[PASSAGE SHOWN]
⟨
Imagine someone gives you a massive sheet of graphing paper and asks you to plot a point in a scatter plot for every word in the English language. They want you to make it so that more similar words are close together and more different words are far apart. So you get started, and after a little while your scatter plot starts to look something like this:
As you add more and more words you start to notice an issue: it’s getting harder and harder to demonstrate the meaningful relationships between words because you only have two dimensions to work with. That’s okay, no problem, let’s just add another dimension and start putting words onto a third axis!
So now you have a 3D point cloud of words, where every word is assigned a 3D point (or “vector”) [x, y, z]. But still…three dimensions is not really enough to portray the full depth of human language. So we can simply go and add more dimensions for our words to live in. Let’s give every word a 50-dimensional vector.
At this point, it stops being possible to visualize the scatter plot in our heads. But that’s ok, because the scatter plot isn’t for us – it’s for our computers. A computer sees a vector as just a simple list of numbers. A 3D vector is a list of 3 numbers, and a 50D vector is just a list of 50 numbers. The math is done in the same way for each!
⟩
(Named-object pointing records)
⟨
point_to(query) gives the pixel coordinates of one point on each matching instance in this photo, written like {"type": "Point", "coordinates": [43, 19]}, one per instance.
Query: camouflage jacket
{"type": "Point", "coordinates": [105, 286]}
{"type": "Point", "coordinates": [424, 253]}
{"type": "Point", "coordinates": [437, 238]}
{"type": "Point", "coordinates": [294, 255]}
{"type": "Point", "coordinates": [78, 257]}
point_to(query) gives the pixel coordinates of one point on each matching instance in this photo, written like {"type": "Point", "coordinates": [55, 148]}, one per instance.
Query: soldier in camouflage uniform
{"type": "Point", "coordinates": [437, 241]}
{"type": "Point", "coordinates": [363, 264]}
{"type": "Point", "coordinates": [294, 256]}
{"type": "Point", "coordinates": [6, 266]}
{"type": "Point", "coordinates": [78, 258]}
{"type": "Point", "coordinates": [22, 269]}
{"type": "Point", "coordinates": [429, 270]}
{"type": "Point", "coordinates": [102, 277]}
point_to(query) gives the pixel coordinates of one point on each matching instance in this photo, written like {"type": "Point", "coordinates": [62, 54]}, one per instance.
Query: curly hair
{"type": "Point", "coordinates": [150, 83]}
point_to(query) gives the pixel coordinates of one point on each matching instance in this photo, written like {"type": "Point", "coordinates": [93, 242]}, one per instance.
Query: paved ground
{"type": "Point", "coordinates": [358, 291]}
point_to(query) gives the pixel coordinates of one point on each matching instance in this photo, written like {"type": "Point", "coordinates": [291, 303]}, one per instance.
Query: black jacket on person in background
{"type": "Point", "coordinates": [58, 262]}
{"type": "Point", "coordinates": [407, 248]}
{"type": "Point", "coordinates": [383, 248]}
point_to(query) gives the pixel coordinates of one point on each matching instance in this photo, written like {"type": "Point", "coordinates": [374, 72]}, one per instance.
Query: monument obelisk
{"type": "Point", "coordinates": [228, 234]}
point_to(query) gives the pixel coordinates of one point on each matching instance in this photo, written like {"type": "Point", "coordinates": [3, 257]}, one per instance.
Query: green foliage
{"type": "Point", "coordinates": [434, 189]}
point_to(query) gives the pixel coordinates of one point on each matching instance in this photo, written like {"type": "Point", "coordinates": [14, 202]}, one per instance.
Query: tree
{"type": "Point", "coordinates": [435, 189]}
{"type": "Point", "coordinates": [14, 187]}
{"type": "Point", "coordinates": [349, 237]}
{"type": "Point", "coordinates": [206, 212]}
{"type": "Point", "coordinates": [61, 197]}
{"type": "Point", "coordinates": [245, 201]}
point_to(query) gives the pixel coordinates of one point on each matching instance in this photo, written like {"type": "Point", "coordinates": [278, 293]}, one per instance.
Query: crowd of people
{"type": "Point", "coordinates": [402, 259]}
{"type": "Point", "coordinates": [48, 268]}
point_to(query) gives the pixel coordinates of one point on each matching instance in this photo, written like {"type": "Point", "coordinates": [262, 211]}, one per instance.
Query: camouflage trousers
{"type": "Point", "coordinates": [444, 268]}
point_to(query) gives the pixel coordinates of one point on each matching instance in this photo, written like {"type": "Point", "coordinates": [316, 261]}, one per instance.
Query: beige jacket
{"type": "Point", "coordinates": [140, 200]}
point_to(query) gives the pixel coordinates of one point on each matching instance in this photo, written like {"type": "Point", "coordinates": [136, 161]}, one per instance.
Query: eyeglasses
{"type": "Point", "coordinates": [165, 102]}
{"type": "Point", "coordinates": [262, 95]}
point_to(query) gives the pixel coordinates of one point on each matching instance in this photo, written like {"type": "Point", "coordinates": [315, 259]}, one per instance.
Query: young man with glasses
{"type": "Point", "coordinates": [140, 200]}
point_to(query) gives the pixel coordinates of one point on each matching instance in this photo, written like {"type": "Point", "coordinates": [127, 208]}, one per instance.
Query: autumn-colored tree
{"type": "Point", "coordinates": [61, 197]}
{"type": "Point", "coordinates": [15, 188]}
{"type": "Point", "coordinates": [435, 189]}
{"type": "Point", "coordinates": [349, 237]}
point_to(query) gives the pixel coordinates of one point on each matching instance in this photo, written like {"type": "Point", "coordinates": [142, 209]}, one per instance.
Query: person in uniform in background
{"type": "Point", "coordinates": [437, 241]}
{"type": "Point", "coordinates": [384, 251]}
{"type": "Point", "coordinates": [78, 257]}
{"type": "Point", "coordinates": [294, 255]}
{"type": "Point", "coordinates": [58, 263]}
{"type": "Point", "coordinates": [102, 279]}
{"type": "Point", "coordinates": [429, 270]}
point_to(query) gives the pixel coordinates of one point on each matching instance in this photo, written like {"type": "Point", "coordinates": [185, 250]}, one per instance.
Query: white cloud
⟩
Update the passage on word vectors between "Imagine someone gives" and "a third axis!", inclusive, by writing it out again with "grid paper" in place of "graphing paper".

[EXERCISE RESPONSE]
Imagine someone gives you a massive sheet of grid paper and asks you to plot a point in a scatter plot for every word in the English language. They want you to make it so that more similar words are close together and more different words are far apart. So you get started, and after a little while your scatter plot starts to look something like this:
As you add more and more words you start to notice an issue: it’s getting harder and harder to demonstrate the meaningful relationships between words because you only have two dimensions to work with. That’s okay, no problem, let’s just add another dimension and start putting words onto a third axis!